Task directions | Reproduce all the entries beneath this sentence exactly.

┄┄┄┄┄┄┄┄┄┄┄┄┄┄┄┄┄┄┄┄

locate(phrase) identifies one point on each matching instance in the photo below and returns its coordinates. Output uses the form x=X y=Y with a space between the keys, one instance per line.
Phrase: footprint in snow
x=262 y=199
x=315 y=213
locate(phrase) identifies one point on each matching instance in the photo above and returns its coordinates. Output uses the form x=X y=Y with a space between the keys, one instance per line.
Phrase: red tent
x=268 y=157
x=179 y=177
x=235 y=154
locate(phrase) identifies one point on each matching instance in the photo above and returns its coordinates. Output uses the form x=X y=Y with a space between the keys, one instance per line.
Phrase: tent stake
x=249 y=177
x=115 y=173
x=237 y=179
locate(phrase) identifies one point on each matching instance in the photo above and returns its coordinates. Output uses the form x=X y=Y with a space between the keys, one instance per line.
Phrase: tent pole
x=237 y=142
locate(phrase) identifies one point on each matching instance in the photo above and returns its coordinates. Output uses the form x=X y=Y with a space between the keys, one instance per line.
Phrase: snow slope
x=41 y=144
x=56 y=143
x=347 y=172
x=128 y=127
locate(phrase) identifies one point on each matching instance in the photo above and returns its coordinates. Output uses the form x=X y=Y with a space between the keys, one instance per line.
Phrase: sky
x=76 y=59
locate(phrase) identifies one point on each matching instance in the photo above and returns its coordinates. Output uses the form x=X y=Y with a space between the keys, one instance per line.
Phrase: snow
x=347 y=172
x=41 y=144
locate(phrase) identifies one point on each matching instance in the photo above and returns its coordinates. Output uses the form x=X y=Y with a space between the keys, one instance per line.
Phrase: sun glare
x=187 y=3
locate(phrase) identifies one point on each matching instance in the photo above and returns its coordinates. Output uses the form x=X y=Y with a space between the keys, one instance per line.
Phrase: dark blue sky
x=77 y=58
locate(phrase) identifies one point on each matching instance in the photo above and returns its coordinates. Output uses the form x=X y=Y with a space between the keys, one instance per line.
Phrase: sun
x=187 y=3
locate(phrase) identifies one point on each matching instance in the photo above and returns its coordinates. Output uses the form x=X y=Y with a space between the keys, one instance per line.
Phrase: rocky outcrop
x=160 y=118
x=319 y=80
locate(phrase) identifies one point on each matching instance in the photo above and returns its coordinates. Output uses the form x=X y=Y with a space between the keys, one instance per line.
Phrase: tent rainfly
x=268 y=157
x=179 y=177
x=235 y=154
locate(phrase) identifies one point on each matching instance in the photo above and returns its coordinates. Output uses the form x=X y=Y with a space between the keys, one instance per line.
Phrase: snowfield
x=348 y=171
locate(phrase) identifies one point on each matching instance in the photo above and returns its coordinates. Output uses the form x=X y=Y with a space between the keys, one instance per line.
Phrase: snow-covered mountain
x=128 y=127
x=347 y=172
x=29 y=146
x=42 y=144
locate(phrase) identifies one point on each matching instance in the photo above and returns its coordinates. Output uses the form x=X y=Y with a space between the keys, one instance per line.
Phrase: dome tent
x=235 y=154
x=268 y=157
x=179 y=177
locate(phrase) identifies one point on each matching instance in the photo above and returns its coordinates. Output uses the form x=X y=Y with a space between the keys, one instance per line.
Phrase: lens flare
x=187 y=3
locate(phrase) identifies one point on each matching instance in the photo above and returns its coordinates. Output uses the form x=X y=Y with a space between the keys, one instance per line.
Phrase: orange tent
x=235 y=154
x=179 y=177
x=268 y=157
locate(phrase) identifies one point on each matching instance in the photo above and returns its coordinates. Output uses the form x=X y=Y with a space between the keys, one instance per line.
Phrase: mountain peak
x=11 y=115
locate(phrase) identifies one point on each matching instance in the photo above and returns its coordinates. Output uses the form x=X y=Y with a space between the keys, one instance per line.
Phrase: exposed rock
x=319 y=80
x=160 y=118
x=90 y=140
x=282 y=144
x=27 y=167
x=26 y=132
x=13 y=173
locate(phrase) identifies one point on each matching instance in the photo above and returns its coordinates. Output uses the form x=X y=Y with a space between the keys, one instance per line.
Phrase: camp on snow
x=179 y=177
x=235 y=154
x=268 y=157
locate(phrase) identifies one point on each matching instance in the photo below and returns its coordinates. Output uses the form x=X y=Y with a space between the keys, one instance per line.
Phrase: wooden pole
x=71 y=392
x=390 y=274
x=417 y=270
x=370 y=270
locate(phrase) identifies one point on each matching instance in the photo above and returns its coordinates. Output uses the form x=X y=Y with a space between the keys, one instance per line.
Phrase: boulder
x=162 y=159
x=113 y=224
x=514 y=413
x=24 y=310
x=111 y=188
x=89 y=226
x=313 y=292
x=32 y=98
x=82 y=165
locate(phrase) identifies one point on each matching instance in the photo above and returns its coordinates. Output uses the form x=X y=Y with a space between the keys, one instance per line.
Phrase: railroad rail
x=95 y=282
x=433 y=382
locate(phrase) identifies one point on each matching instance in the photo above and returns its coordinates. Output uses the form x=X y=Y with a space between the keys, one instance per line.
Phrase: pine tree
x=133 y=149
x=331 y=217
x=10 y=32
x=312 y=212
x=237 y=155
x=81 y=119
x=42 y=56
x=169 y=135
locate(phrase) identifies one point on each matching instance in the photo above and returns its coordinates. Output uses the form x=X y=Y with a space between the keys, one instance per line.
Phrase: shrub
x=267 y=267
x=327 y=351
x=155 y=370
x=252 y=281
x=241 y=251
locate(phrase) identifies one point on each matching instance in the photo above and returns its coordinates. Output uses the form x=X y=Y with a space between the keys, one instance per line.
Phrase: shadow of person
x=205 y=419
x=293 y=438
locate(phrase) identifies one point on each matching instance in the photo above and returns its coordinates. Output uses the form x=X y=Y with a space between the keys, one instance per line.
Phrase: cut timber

┄┄┄┄┄┄┄┄┄┄┄┄┄┄┄┄┄┄┄┄

Solution |
locate(phrase) identifies one point on each matching instance in the photo below and returns its coordinates. Output uses the form x=X y=Y with a space between the keys, one instance per line.
Phrase: footprint in snow
x=262 y=199
x=315 y=213
locate(phrase) identifies one point on each matching instance in the photo above and returns its coordinates. Output uses the form x=X y=Y with a space between the keys, one instance per line.
Phrase: red tent
x=268 y=157
x=179 y=177
x=235 y=154
locate(phrase) identifies one point on each matching instance in the photo above and returns its coordinates. Output uses the form x=X y=Y with a space between the keys, one instance per line.
Phrase: tent stake
x=249 y=177
x=115 y=173
x=237 y=179
locate(phrase) identifies one point on each matching instance in the photo above and returns its coordinates. Output uses the form x=X y=Y with a space between the keys, one instance per line.
Phrase: tent pole
x=237 y=142
locate(phrase) identifies one point on each matching instance in the photo above and returns its coordinates. Output uses the form x=X y=Y with a space between the keys, one instance per line.
Phrase: snow slope
x=41 y=144
x=56 y=143
x=347 y=172
x=128 y=127
locate(phrase) identifies one point on each matching instance in the photo above and returns its coordinates. Output uses the form x=X y=Y with a space between the keys, one instance per line.
Phrase: sky
x=76 y=59
locate(phrase) identifies one point on each matching instance in the photo above and returns its coordinates. Output uses the form x=X y=Y with a space between the keys, one instance per line.
Phrase: snow
x=347 y=172
x=41 y=144
locate(phrase) identifies one point on each matching instance in the photo above and returns its coordinates. Output uses the form x=X y=Y with a space between the keys, one instance per line.
Phrase: sun glare
x=187 y=3
locate(phrase) identifies one point on each matching instance in the photo above and returns its coordinates. Output uses the form x=X y=Y with a space between the keys, one instance per line.
Phrase: dark blue sky
x=77 y=58
locate(phrase) identifies one point on each matching instance in the photo above and returns its coordinates. Output uses the form x=X y=Y with a space between the keys, one instance per line.
Phrase: sun
x=187 y=3
locate(phrase) identifies one point on each matching instance in the photo above and returns its coordinates. Output uses the form x=X y=Y with a space between the keys, one instance per line.
Phrase: rocky outcrop
x=160 y=118
x=319 y=80
locate(phrase) identifies one point on each matching instance in the photo above and returns its coordinates. Output uses the form x=X y=Y with a space between the keys, one instance per line.
Phrase: tent rainfly
x=268 y=157
x=179 y=177
x=235 y=154
locate(phrase) identifies one point on each matching instance in the photo above and returns its coordinates. Output uses the form x=X y=Y with a space between the keys, one instance per line.
Phrase: snowfield
x=348 y=171
locate(phrase) identifies one point on each matching instance in the photo above and returns its coordinates. Output uses the form x=X y=Y with a space between the keys, one instance per line.
Phrase: snow-covered mountain
x=128 y=127
x=347 y=172
x=29 y=146
x=42 y=144
locate(phrase) identifies one point on each matching instance in the photo above and returns its coordinates. Output uses the form x=X y=Y with a space between the keys, one instance per line.
Phrase: dome tent
x=235 y=154
x=268 y=157
x=179 y=177
locate(phrase) identifies one point on each matching instance in the photo above and returns its coordinates. Output uses the form x=X y=Y with a space between the keys, one instance per line.
Phrase: lens flare
x=187 y=3
locate(phrase) identifies one point on each matching instance in the photo above and returns its coordinates. Output uses the form x=X y=Y with a space between the keys, one instance per line.
Phrase: orange tent
x=235 y=154
x=179 y=177
x=268 y=157
locate(phrase) identifies one point on each matching instance in the photo above and returns its coordinates. Output uses the form x=X y=Y with a space between the keys, one instance per line.
Phrase: mountain peak
x=11 y=115
locate(phrase) identifies one point on each matching instance in the photo above and returns its coordinates. Output uses the form x=X y=Y with a space between the keys, one instance per line.
Phrase: exposed rock
x=319 y=80
x=160 y=118
x=90 y=140
x=282 y=144
x=27 y=167
x=26 y=132
x=13 y=173
locate(phrase) identifies one point on each matching instance in the photo above and returns its coordinates. Output uses the form x=X y=Y with a space between the keys, one instance per line.
Phrase: camp on snow
x=179 y=177
x=235 y=154
x=268 y=157
locate(phrase) identifies one point on each matching instance in the photo below and returns its coordinates. Output uses the form x=X y=Y with a space between the keys, one instance per line.
Phrase: wooden pole
x=71 y=392
x=390 y=274
x=417 y=270
x=370 y=270
locate(phrase) identifies one point on each matching instance in the photo above and returns its coordinates. Output uses the form x=X y=Y with a space between the keys, one instance per line.
Phrase: boulder
x=162 y=159
x=113 y=224
x=514 y=413
x=24 y=310
x=111 y=188
x=89 y=226
x=313 y=292
x=32 y=98
x=82 y=165
locate(phrase) identifies one point on each matching instance in the photo above and returns its coordinates. Output uses the form x=X y=Y with a space between the keys, one instance per line.
Phrase: railroad rail
x=95 y=282
x=433 y=382
locate(phrase) identifies one point on each matching instance in the photo above and returns its coordinates. Output uses the form x=X y=Y with a space between the keys, one instance per line.
Phrase: pine tree
x=133 y=149
x=331 y=217
x=10 y=32
x=312 y=212
x=237 y=155
x=81 y=119
x=42 y=56
x=169 y=135
locate(phrase) identifies one point on each matching instance in the photo above and returns its coordinates. Output uses the form x=X y=Y with a space between the keys, one instance per line.
Phrase: shrub
x=267 y=267
x=327 y=351
x=155 y=370
x=252 y=281
x=241 y=251
locate(phrase) identifies one point on each matching instance in the photo above and returns its coordinates. Output uses the form x=X y=Y with a space between the keys, one instance per line.
Phrase: shadow of person
x=205 y=419
x=293 y=438
locate(phrase) identifies one point on each matching instance in the photo above and returns its coordinates. Output uses the form x=X y=Y with a space between the keys, one instance per line.
Phrase: cut timber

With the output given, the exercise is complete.